* Activity: Please copy the data shown below, word for word.

****************************************

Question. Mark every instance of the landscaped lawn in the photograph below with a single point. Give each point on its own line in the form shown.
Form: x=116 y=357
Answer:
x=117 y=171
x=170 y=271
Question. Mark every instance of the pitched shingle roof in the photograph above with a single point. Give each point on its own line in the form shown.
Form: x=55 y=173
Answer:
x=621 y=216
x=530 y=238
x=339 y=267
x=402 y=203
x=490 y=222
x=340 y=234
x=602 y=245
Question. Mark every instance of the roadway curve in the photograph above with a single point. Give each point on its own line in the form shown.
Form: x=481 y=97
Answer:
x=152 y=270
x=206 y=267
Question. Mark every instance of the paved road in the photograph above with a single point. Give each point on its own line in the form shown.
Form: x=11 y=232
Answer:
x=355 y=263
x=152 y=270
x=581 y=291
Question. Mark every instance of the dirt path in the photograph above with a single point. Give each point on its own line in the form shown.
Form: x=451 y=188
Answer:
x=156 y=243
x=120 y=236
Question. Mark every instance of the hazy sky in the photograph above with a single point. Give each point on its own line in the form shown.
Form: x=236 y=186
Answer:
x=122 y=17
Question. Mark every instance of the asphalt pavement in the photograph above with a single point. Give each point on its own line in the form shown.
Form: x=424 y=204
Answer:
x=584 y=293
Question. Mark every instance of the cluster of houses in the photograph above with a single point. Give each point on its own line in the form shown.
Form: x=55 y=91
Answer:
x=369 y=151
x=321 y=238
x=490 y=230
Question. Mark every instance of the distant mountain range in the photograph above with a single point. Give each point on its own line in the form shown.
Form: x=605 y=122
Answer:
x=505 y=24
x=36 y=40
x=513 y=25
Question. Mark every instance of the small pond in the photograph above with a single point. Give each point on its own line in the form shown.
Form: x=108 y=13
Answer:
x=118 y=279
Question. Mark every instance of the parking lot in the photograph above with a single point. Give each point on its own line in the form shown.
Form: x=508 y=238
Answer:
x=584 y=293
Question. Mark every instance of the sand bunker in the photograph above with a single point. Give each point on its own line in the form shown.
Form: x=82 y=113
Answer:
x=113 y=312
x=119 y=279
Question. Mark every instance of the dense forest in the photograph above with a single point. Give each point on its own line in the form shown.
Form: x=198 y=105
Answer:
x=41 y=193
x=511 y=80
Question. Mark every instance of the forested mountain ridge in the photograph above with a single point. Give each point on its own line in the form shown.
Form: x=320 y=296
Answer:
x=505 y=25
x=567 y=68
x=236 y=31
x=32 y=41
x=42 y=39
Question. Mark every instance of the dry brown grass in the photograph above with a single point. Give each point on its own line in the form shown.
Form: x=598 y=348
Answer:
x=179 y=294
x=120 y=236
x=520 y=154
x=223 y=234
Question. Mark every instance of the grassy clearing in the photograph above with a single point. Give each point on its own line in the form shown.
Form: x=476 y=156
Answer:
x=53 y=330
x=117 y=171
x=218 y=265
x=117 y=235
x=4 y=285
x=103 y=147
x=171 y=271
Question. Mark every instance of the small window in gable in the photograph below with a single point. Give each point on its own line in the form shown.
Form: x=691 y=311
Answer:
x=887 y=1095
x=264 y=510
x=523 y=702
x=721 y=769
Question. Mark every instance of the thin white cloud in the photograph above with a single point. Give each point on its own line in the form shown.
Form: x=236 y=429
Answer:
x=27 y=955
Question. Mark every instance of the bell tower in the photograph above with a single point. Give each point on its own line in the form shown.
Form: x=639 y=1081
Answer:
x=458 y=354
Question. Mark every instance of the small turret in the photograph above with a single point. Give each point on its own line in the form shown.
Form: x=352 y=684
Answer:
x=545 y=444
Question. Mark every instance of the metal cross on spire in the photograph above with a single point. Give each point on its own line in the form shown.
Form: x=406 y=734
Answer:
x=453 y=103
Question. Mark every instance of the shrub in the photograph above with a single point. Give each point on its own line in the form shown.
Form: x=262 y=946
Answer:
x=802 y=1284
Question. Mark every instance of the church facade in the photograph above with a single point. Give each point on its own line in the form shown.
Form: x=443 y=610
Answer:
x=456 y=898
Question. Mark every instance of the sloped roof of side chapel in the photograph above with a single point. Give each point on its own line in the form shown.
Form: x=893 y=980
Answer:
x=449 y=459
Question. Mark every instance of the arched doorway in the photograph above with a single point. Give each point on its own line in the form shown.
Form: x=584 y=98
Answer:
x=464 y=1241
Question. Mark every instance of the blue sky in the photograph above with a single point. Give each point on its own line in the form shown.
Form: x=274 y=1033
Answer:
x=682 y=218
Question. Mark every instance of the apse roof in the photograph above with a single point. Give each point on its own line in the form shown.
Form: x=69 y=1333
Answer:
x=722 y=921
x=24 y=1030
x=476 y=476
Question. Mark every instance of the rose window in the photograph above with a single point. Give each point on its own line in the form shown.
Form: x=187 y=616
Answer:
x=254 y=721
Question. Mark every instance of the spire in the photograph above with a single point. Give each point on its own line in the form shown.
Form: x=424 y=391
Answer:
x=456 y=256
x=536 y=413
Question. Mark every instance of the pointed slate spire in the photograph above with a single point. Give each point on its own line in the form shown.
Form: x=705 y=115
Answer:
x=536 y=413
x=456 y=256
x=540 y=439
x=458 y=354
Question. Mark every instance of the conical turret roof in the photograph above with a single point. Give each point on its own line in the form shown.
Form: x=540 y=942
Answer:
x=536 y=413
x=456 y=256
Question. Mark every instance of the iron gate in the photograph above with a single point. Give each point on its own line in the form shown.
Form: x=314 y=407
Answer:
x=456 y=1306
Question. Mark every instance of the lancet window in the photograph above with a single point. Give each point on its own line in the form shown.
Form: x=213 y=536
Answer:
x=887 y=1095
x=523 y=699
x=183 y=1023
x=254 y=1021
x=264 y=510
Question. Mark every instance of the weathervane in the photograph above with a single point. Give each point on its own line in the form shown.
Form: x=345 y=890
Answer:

****************************************

* Answer to this exercise:
Question. Mark every instance of the landscaped lawn in the photograph below with a single point. Give each point on its own line in the form shown.
Form: x=116 y=357
Answer:
x=117 y=171
x=170 y=271
Question. Mark every instance of the pitched shingle roof in the photograph above with a single point. Give each point on its own line in the form shown.
Form: x=55 y=173
Answer:
x=621 y=216
x=530 y=238
x=339 y=267
x=402 y=203
x=490 y=222
x=340 y=234
x=602 y=245
Question. Mark every instance of the roadway curve in the photograph above with a single point. Give each point on its own line in the form shown.
Form: x=481 y=97
Answer:
x=152 y=270
x=206 y=267
Question. Mark every instance of the paved road in the photograph above with a single point. Give each point on its own line in the form shown.
Form: x=11 y=232
Answer:
x=355 y=263
x=152 y=270
x=581 y=291
Question. Mark every instance of the dirt path in the photograph above with a single point. Give each point on its own line in the form shown.
Form: x=451 y=188
Answer:
x=156 y=243
x=120 y=236
Question. Mark every instance of the hazy sky in the photograph above with a single point. Give each point on its own line in the form shown.
Form: x=236 y=186
Answer:
x=122 y=17
Question. Mark every instance of the asphalt pavement in the photograph above with a single point. Give each point on its own line in the form shown.
Form: x=424 y=204
Answer:
x=584 y=293
Question. Mark every instance of the cluster of houses in the photograph above with a single point. Give each point on its own line in the form shown.
Form: x=55 y=91
Answer:
x=369 y=151
x=321 y=238
x=490 y=230
Question. Mark every instance of the distant mountain range in the photograph above with a single point. Give each point on its own line in the form shown.
Form: x=605 y=122
Answer:
x=505 y=24
x=36 y=40
x=513 y=25
Question. Mark every instance of the small pond in the photograph above with a single point. Give each point on its own line in the form shown.
Form: x=108 y=13
Answer:
x=118 y=279
Question. Mark every instance of the parking lot in the photograph above with a single point. Give each point on its own line in the form shown.
Form: x=508 y=238
Answer:
x=584 y=293
Question. Mark every instance of the sand bunker in the photograph above with a single point. Give each point on its own line in the form shown.
Form: x=82 y=113
Answer:
x=113 y=312
x=119 y=279
Question. Mark every instance of the dense forest in the photograph above with a single point. Give each point on its own line in the form shown.
Form: x=198 y=105
Answer:
x=41 y=193
x=511 y=80
Question. Mark every instance of the forested mountain ridge in the photograph above with a single point. Give each point on its own line in the form shown.
Form: x=320 y=296
Answer:
x=505 y=25
x=567 y=68
x=236 y=31
x=32 y=41
x=42 y=39
Question. Mark every instance of the dry brown grass in the photograph above with a single point. Give each point on its own line in the form shown.
Form: x=598 y=348
Answer:
x=179 y=294
x=120 y=236
x=520 y=154
x=223 y=234
Question. Mark every instance of the grassy clearing in the photograph above with a single point. Give each point on its own line in the form shown.
Form: x=476 y=156
Answer:
x=53 y=330
x=117 y=171
x=218 y=265
x=117 y=235
x=4 y=285
x=103 y=147
x=171 y=271
Question. Mark every instance of the small window in gable in the photograph below with a single point. Give each point on its own line in the form shown.
Form: x=691 y=311
Answer:
x=887 y=1095
x=264 y=510
x=523 y=702
x=721 y=769
Question. Mark every instance of the thin white cloud in the photograph above with a single point. Give each point on its own line in the form shown.
Form: x=236 y=429
Answer:
x=27 y=955
Question. Mark every instance of the bell tower in the photograph above with a single point. Give each point on its own line in the form shown.
Form: x=639 y=1081
Answer:
x=458 y=354
Question. Mark every instance of the small turret in the photograph above with a single point. Give each point on its own line in the form shown.
Form: x=352 y=684
Answer:
x=545 y=444
Question. Mark every instance of the metal cross on spire in the photograph above with a single point. Give each point on its own line in the form shown.
Form: x=406 y=734
Answer:
x=453 y=103
Question. Mark every instance of the shrub in the photograph above with a single point. Give each point on its own line in the form shown.
Form: x=262 y=946
Answer:
x=802 y=1284
Question. Mark every instance of the church facade in the photograph above with a single point. Give each point on its own line in the form shown.
Form: x=443 y=610
Answer:
x=456 y=898
Question. Mark every instance of the sloped roof of side chapel in the photograph above with a single point. Give each point on its own line in the form shown.
Form: x=893 y=980
Answer:
x=449 y=459
Question. Mark every instance of the arched doorway in the photograph above with a single point. Give each point on its own line in the form shown.
Form: x=584 y=98
Answer:
x=464 y=1241
Question. Mark every instance of the blue sky in the photograph above with a single point. Give each point on its own line in the form shown.
Form: x=274 y=1033
Answer:
x=682 y=218
Question. Mark every instance of the apse roof in the photograph above with a single point. Give each point on its own line in the form shown.
Form: x=69 y=1333
Answer:
x=722 y=921
x=24 y=1030
x=476 y=476
Question. Mark every instance of the rose window in the photograph above with a single point. Give each point on its own line in the form shown.
Form: x=187 y=616
Answer:
x=254 y=721
Question. Mark every instance of the spire in the photograph above with a single point. Give each point on its own line in the form shown.
Form: x=424 y=391
Answer:
x=456 y=256
x=536 y=413
Question. Mark every instance of the pointed slate spire in the photograph above with a single point. Give each point on its own line in the form shown.
Form: x=705 y=115
Answer:
x=536 y=413
x=456 y=256
x=540 y=439
x=458 y=354
Question. Mark every instance of the conical turret roof in the photograph above with a single point. Give each point on its own line in the form shown.
Form: x=540 y=942
Answer:
x=536 y=413
x=456 y=256
Question. Mark every instance of the iron gate in the photograph above with a single point. Give each point on its own line in the form shown.
Form: x=314 y=407
Answer:
x=456 y=1306
Question. Mark every instance of the lancet window in the photograph above with a single point. Give each point on its own line in the form shown.
Form: x=213 y=536
Answer:
x=887 y=1095
x=523 y=699
x=183 y=1023
x=254 y=1021
x=264 y=510
Question. Mark every instance of the weathervane in the photograph above with a single point. Give each point on its own line in the form shown.
Form: x=345 y=890
Answer:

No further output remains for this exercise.